### РАБОЧЕЕ ЗАДАНИЕ 1
Кто в тексте об «Анне Карениной» называет брак Карениных «ошибкой»?
### РАБОЧЕЕ ЗАДАНИЕ 2
Верните без изменений отрывок текста об «Анне Карениной» от слов «Н.Н. Страхов говорил» до слов «обогатило бы его.» включительно.

═══ ПРИВЕДЁННЫЙ ТЕКСТ

История, рассказанная нам Толстым, не история адюльтера и развода, которая в бесчисленных вариантах встречается на каждом шагу и завершается более или менее «благополучно». Основное действие романа только включено в течение обычной жизни, но совершается не в ней. История Каренина и Анны – это общечеловеческая и сверхчеловеческая история воскресения и гибели духовного существа в душах людей. В ней урок и вопрос, который Толстой задал сам себе и Господу.
Н.Н. Страхов говорил о продуктивности взгляда на художество Толстого с точки зрения его учения. «И наоборот, – продолжает Н.Н. Страхов свою мысль, – чтобы точно понять направление и дух его последних поучений, мы можем и должны обращаться к его чисто художественным созданиям, где этот дух раскрывается еще спокойно, еще без порыва и волнения, и потому высказывается часто с великой тонкостью и правдой, хотя прежде многие видели в этом только одну роскошь еще неслыханного художества».
В «Анне Карениной» есть нечто, что раскрывается только от учения Толстого. Но есть и то, что по определенным причинам в его учении почти не раскрыто, не разработано, отодвинуто на периферию, но что несомненно обогатило бы его.
Устами героини своего романа Толстой сказал о двух «я» в человеке намного раньше, чем вышел к людям с проповедью. «Не удивляйся на меня, – объясняет Анна себе, мужу, читателю то, что с ней произошло во время болезни, – Я все та же… Но во мне есть другая, я ее боюсь – она полюбила того, и я хотела возненавидеть тебя и не могла забыть про ту, которая была прежде. Та не я. Теперь я настоящая, я вся».
Та, которая «полюбила того» и хотела возненавидеть мужа, – животная личность Анны. Но «та не я»; настоящее «я» Анны – ее духовное Я. Так можно понять, прикладывая к героине схему учения Толстого о человеке. Однако из слов Анны мы узнаем, что она «теперь» такая, какая была «прежде», до встречи с Вронским, до того, как страсть к жизни ее животной личности завладела всей ее душой. «Я все та же…» – говорит она мужу, и только он способен понять ее.
Они поженились, не любя друг друга. То была «ошибка», как говорил Стива Облонский. В результате этой «ужасной ошибки» (4.XXI) она полюбила Вронского. Это, как говорит Стива, «факт». Но было, оказывается, в их супружеской жизни что-то, что неизвестно Стиве и что незаметно читателю канонического текста романа. Только в сцене у постели Анны мы узнаем, что Каренин «всю жизнь свою хотел следовать» идеалам Нагорной проповеди. Раньше Толстой нам об этом не поведал, как не поведал и о том, о чем, по-видимому, и нельзя было рассказать: об их сокрытой (даже для них самих), но тем не менее состоявшейся духовной связи, об уже бывшей «прежде» связи духовных существ в их душах. В супружеских отношениях Карениных была не только фальшь (которую отметила Долли) от антагонизма их животных личностей, но была на глубинном уровне и свитость их духовных существ. Сам Каренин «не знал своего сердца», но за него жена знала сердце его, знала в силу сокрытой от всех духовной свитости их.

══════
═══ ПРЕДОСТАВЛЕННЫЕ ДАННЫЕ

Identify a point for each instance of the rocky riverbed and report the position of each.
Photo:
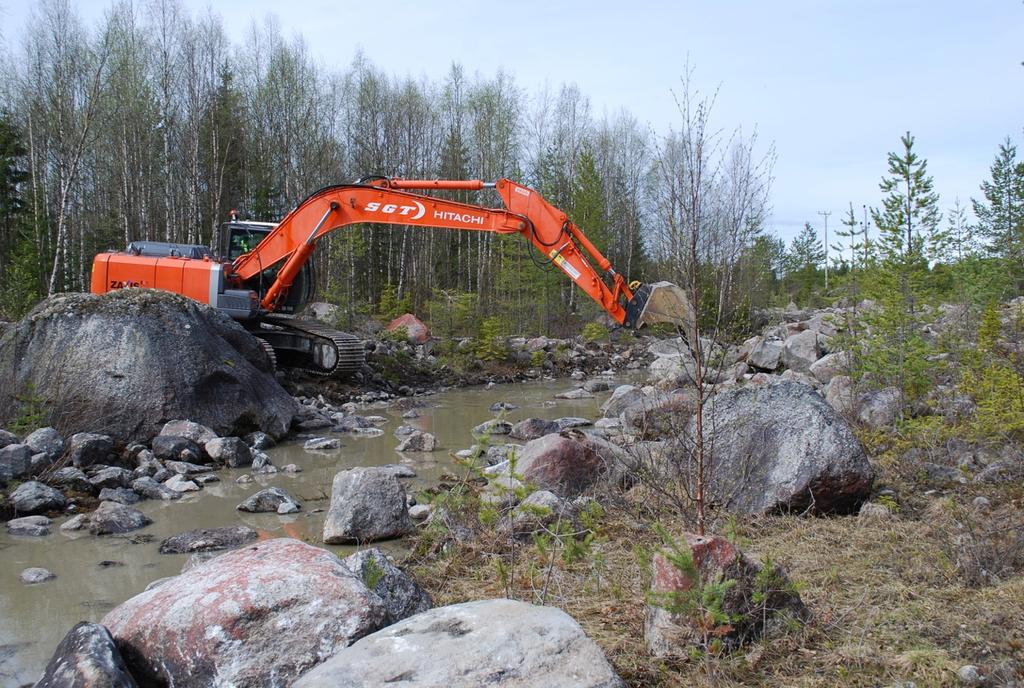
(205, 557)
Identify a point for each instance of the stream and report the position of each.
(95, 573)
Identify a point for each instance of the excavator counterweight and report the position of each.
(263, 271)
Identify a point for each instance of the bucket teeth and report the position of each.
(660, 302)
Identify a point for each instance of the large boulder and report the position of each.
(569, 463)
(402, 597)
(46, 440)
(88, 448)
(270, 500)
(531, 428)
(257, 616)
(208, 540)
(801, 350)
(781, 446)
(35, 498)
(756, 601)
(765, 354)
(86, 657)
(879, 409)
(622, 397)
(660, 415)
(15, 462)
(124, 362)
(483, 643)
(416, 331)
(113, 518)
(367, 505)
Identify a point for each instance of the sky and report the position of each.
(832, 84)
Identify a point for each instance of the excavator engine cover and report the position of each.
(659, 302)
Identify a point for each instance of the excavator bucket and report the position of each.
(659, 302)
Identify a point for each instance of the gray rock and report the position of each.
(404, 430)
(827, 367)
(35, 575)
(531, 428)
(715, 561)
(176, 447)
(186, 468)
(568, 464)
(542, 509)
(839, 394)
(87, 448)
(86, 657)
(765, 354)
(180, 483)
(114, 518)
(970, 676)
(571, 422)
(880, 409)
(133, 357)
(73, 478)
(574, 394)
(418, 440)
(402, 597)
(259, 440)
(46, 440)
(1000, 471)
(322, 443)
(35, 498)
(78, 522)
(208, 540)
(112, 477)
(120, 495)
(269, 500)
(420, 512)
(152, 489)
(34, 526)
(7, 437)
(397, 470)
(801, 350)
(493, 427)
(197, 432)
(367, 505)
(622, 397)
(781, 446)
(260, 615)
(262, 464)
(15, 462)
(870, 511)
(472, 644)
(231, 452)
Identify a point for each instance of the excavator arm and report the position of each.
(525, 213)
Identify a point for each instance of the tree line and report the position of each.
(153, 125)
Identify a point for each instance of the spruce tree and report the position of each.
(1000, 214)
(893, 350)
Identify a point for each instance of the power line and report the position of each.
(825, 214)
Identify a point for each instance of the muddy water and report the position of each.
(96, 573)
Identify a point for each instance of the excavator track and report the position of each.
(311, 347)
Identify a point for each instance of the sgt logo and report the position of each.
(395, 209)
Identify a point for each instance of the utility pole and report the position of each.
(825, 214)
(864, 207)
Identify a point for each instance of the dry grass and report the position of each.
(890, 599)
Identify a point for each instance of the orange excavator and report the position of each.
(263, 274)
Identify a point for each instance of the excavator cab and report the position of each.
(239, 238)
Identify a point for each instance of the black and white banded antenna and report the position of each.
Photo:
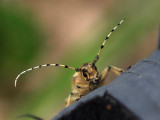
(104, 42)
(45, 65)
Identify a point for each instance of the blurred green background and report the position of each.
(67, 32)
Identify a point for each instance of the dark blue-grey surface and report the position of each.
(138, 89)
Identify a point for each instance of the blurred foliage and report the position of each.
(20, 41)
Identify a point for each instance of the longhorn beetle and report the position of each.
(86, 78)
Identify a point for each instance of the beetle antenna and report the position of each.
(45, 65)
(102, 46)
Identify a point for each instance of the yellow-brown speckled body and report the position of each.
(86, 80)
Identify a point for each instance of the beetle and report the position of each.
(87, 77)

══════

### ПИСЬМЕННЫЙ ОТВЕТ 1
Стива Облонский.

### ПИСЬМЕННЫЙ ОТВЕТ 2
Н.Н. Страхов говорил о продуктивности взгляда на художество Толстого с точки зрения его учения. «И наоборот, – продолжает Н.Н. Страхов свою мысль, – чтобы точно понять направление и дух его последних поучений, мы можем и должны обращаться к его чисто художественным созданиям, где этот дух раскрывается еще спокойно, еще без порыва и волнения, и потому высказывается часто с великой тонкостью и правдой, хотя прежде многие видели в этом только одну роскошь еще неслыханного художества».
В «Анне Карениной» есть нечто, что раскрывается только от учения Толстого. Но есть и то, что по определенным причинам в его учении почти не раскрыто, не разработано, отодвинуто на периферию, но что несомненно обогатило бы его.